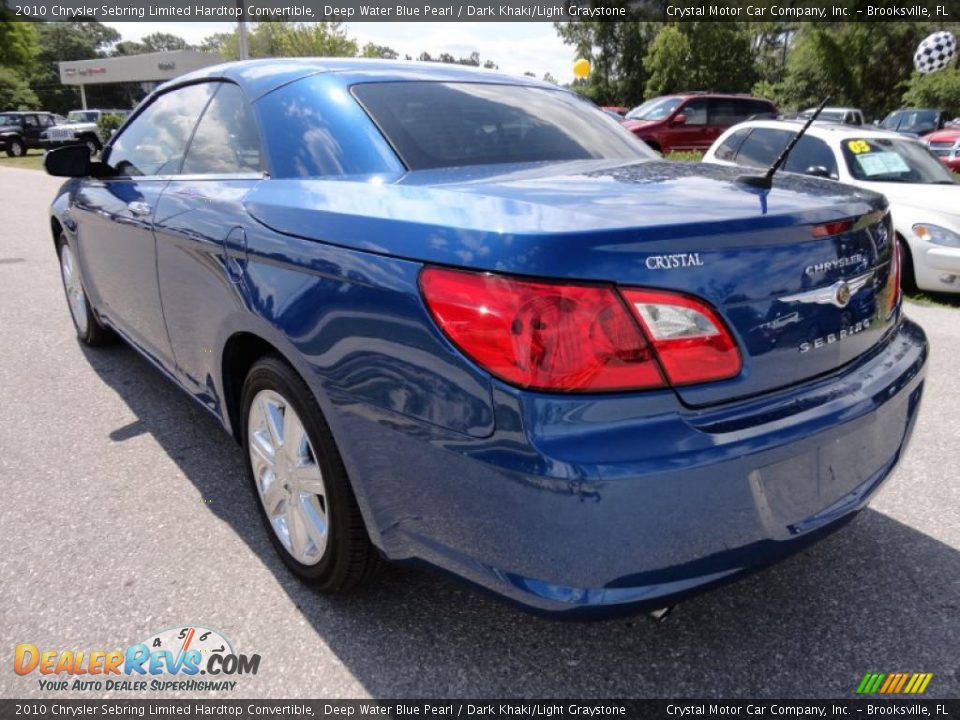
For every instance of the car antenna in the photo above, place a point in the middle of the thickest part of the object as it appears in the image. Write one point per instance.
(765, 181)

--

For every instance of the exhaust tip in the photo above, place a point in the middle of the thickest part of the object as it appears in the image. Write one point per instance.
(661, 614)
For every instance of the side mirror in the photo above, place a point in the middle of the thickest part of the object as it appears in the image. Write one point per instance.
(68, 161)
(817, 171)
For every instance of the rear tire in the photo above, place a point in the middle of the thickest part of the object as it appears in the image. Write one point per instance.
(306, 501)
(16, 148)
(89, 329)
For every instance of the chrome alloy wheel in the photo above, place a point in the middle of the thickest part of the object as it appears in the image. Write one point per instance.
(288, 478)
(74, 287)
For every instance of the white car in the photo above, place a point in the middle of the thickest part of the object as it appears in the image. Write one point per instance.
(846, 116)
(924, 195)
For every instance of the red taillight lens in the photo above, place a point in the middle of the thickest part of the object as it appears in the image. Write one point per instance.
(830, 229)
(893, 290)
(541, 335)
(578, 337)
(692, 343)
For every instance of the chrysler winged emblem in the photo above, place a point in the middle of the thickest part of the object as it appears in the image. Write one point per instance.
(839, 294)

▶ _Work instructions_: Pull out each line of the records above that includes the string "chrome", and copy those lines.

▶ _Task answer_:
For every instance of the chrome alloy wheel in the photo above, place a point in the middle of the thickest part of the object as it appears in the image. Write one point per instance.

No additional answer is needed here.